Rescale every item below and write out all of its lines again, requests included. Multiply each number in the answers, both the viewBox values and the path coordinates, by 2.05 and round to whole numbers with halves going up; leave the numbers in the requests and sample outputs unchanged, and omit the pictures.

--- The records ---

<<<<

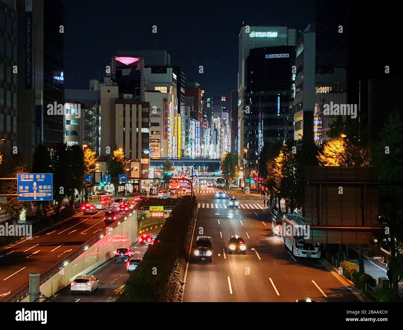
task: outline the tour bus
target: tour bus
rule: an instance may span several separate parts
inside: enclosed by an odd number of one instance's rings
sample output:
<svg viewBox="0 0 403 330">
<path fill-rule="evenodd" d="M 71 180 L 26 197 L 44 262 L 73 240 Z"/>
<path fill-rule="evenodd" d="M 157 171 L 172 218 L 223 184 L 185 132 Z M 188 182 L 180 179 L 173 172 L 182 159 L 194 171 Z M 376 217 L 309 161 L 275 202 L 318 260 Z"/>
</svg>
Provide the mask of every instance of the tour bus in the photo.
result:
<svg viewBox="0 0 403 330">
<path fill-rule="evenodd" d="M 320 258 L 320 248 L 318 244 L 305 241 L 309 238 L 309 225 L 303 217 L 294 213 L 285 213 L 281 224 L 281 239 L 284 246 L 293 255 L 306 258 Z"/>
<path fill-rule="evenodd" d="M 216 187 L 217 188 L 224 188 L 225 179 L 224 178 L 217 178 L 216 181 Z"/>
<path fill-rule="evenodd" d="M 94 195 L 88 197 L 90 204 L 95 205 L 98 210 L 104 210 L 110 207 L 112 205 L 112 199 L 109 194 L 105 195 Z"/>
</svg>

>>>>

--- Written response ---
task: outline the tour bus
target: tour bus
rule: an instance may span several separate parts
inside: enclosed by an odd number of one instance's rings
sample output:
<svg viewBox="0 0 403 330">
<path fill-rule="evenodd" d="M 71 180 L 26 197 L 44 262 L 73 240 Z"/>
<path fill-rule="evenodd" d="M 157 171 L 172 218 L 223 184 L 185 132 Z M 188 182 L 180 179 L 173 172 L 182 159 L 194 171 Z M 376 217 L 309 161 L 275 202 L 318 260 Z"/>
</svg>
Provide the mask of every instance of the tour bus in the photo.
result:
<svg viewBox="0 0 826 677">
<path fill-rule="evenodd" d="M 656 529 L 656 508 L 652 500 L 625 494 L 633 488 L 633 461 L 621 445 L 603 437 L 584 437 L 576 459 L 576 490 L 582 504 L 601 523 L 627 529 Z"/>
<path fill-rule="evenodd" d="M 443 383 L 445 385 L 459 385 L 461 367 L 459 365 L 445 365 L 443 371 Z"/>
<path fill-rule="evenodd" d="M 193 400 L 180 404 L 185 418 L 195 420 L 201 431 L 213 431 L 226 424 L 230 420 L 230 408 L 223 398 L 215 400 Z"/>
</svg>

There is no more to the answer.